◆ Work to be completed: Report only the number of lines in the records below that contain the string "road", where case must match.
** START OF Material for this exercise **
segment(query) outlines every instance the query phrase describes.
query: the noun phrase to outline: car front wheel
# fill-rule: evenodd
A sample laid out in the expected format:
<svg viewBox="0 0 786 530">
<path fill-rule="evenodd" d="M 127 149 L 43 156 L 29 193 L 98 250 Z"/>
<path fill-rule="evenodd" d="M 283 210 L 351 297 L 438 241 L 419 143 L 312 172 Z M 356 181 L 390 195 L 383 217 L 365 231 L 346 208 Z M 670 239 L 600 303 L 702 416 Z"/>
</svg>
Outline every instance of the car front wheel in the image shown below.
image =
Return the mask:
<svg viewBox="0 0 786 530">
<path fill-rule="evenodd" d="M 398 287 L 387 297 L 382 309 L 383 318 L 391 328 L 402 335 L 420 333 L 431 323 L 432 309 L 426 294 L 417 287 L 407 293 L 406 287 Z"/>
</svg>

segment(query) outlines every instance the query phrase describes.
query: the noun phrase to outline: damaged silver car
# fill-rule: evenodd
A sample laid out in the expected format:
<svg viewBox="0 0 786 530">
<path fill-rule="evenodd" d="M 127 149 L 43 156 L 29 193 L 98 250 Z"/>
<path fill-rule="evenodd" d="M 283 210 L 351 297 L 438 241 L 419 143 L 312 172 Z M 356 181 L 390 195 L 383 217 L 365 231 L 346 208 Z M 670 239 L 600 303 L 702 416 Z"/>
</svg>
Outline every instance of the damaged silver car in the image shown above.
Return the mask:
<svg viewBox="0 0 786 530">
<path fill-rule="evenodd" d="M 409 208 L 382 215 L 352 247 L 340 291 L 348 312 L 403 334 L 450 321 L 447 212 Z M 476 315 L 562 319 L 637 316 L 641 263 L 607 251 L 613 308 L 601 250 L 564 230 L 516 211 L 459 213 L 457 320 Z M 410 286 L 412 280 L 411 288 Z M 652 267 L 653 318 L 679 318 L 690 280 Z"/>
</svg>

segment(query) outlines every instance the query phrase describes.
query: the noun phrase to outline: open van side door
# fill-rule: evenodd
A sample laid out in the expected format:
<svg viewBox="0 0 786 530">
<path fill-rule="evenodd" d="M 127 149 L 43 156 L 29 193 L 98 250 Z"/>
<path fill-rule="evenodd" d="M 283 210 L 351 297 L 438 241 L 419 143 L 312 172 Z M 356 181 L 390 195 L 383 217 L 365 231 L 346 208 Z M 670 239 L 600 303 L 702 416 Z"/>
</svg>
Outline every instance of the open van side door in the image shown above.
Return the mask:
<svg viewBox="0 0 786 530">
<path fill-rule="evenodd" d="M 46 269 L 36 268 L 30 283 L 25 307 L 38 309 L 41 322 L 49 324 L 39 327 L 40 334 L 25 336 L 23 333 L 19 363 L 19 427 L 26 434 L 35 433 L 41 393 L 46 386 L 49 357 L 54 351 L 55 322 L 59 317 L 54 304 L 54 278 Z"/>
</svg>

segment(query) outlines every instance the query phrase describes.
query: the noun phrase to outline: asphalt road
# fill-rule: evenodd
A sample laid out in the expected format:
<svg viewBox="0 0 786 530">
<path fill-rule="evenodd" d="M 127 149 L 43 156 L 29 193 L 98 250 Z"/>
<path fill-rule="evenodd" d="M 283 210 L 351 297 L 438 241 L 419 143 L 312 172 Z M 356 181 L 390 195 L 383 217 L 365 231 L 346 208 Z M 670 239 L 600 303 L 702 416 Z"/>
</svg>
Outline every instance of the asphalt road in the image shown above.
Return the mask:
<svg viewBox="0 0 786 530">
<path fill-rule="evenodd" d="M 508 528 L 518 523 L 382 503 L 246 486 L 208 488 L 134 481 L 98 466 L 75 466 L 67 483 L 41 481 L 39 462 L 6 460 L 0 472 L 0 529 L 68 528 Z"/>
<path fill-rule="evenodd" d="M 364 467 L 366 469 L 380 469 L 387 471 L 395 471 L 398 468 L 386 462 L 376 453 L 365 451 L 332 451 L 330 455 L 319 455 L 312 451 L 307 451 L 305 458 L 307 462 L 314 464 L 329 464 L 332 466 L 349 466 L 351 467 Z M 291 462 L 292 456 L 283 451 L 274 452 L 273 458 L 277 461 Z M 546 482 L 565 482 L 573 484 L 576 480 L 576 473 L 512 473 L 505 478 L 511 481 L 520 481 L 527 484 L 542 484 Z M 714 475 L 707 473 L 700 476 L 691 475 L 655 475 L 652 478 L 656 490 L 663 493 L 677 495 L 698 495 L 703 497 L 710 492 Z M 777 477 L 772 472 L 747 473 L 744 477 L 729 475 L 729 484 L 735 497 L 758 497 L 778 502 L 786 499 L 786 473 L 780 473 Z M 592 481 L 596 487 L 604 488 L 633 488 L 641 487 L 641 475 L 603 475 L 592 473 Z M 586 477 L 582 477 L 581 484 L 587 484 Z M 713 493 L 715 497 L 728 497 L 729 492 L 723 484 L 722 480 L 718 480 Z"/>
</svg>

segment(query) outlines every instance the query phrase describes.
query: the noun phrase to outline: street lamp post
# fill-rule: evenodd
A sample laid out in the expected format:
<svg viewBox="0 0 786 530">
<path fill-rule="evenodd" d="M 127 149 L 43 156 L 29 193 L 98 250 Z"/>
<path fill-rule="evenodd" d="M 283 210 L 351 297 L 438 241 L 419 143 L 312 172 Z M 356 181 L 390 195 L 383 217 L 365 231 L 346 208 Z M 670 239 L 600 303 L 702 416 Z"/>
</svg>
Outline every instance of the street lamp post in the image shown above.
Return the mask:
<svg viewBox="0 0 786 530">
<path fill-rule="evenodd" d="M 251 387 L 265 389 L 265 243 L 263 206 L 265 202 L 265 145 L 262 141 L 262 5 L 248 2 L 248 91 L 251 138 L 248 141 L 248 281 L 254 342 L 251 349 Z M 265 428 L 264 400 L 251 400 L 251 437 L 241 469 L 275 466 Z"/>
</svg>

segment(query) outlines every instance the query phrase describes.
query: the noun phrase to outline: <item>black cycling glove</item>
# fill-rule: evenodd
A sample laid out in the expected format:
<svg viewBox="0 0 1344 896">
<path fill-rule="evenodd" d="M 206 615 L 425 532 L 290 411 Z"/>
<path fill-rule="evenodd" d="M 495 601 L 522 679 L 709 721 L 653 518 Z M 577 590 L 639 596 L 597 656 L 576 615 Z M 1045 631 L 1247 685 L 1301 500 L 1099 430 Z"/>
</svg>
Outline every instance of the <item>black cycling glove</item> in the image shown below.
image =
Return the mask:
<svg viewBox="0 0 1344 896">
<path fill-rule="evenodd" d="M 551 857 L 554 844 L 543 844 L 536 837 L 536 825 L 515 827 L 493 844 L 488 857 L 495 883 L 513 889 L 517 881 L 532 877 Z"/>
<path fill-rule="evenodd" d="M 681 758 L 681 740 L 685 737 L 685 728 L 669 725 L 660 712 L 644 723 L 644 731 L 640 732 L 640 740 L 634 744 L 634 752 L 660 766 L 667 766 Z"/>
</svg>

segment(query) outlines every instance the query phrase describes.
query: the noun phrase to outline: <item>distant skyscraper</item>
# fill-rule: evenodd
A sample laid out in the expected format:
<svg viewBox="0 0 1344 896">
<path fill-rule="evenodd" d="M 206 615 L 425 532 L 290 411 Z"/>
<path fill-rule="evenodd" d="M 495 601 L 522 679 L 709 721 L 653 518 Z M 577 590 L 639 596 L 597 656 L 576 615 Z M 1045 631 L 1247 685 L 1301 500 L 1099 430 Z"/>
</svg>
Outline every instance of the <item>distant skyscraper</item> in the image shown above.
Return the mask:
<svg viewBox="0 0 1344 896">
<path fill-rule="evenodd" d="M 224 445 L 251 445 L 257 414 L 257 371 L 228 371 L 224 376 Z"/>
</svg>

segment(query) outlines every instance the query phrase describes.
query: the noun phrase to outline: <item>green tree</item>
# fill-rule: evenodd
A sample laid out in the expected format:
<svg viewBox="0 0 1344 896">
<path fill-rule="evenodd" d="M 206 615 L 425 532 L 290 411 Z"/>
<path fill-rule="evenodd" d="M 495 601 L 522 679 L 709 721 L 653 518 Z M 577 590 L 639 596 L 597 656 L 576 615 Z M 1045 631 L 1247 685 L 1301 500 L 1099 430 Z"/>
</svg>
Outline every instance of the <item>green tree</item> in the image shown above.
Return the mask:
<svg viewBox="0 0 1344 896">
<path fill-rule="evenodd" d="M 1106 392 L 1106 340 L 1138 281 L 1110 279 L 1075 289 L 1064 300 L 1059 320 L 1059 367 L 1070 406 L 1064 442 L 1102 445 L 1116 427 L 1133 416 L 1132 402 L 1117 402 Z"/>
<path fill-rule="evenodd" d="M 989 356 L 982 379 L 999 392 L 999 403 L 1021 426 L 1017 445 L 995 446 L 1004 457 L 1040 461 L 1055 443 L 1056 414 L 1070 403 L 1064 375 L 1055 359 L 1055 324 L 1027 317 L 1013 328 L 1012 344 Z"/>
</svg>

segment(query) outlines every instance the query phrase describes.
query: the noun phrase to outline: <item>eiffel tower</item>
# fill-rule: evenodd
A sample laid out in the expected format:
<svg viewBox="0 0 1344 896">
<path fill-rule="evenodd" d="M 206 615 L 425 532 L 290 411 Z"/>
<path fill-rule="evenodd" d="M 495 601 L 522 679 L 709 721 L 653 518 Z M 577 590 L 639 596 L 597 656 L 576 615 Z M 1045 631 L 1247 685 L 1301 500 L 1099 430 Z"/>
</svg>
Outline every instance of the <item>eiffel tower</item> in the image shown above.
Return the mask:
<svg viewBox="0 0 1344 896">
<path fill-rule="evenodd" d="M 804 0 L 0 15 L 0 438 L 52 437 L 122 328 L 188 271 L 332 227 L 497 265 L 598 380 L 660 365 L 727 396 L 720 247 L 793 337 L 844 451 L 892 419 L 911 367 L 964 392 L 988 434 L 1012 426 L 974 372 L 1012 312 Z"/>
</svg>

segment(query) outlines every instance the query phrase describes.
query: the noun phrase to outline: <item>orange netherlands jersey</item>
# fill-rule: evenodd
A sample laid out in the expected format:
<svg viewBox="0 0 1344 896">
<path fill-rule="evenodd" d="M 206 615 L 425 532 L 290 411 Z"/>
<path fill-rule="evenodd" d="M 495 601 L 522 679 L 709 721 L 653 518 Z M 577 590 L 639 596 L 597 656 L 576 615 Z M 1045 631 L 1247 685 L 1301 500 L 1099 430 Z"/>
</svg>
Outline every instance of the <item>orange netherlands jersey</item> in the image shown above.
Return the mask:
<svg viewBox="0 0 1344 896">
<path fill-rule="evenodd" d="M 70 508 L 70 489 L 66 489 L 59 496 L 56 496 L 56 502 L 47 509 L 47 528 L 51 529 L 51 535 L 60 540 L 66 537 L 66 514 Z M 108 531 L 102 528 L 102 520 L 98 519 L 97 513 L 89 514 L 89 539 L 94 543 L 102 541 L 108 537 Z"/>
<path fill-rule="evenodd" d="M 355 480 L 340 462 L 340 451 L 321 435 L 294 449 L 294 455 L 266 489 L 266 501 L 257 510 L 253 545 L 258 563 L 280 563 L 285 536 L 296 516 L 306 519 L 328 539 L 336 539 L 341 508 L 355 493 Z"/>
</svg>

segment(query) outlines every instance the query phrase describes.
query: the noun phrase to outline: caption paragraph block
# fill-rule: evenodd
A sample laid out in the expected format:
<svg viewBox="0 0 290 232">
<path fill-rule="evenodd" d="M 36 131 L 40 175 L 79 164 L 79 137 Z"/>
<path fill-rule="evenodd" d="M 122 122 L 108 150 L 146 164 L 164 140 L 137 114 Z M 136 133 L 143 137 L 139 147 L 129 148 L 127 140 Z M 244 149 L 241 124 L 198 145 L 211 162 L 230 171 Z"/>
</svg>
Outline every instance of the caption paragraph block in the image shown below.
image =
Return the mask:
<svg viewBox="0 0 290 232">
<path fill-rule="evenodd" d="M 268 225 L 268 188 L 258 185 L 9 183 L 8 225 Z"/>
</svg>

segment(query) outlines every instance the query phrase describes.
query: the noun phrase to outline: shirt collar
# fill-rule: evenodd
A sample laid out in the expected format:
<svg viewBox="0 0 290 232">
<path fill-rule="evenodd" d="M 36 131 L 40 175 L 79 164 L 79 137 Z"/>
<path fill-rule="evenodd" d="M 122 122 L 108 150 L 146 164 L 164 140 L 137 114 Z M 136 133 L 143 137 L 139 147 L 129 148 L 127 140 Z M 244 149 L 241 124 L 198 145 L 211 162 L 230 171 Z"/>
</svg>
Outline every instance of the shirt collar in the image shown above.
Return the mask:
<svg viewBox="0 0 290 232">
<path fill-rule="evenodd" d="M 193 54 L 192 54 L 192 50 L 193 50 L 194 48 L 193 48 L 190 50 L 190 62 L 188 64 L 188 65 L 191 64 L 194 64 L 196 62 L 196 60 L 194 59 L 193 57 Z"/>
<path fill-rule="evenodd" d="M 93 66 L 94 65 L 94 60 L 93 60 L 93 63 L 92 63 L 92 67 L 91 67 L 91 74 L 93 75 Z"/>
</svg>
** END OF Material for this exercise **
◆ Worked answer: 2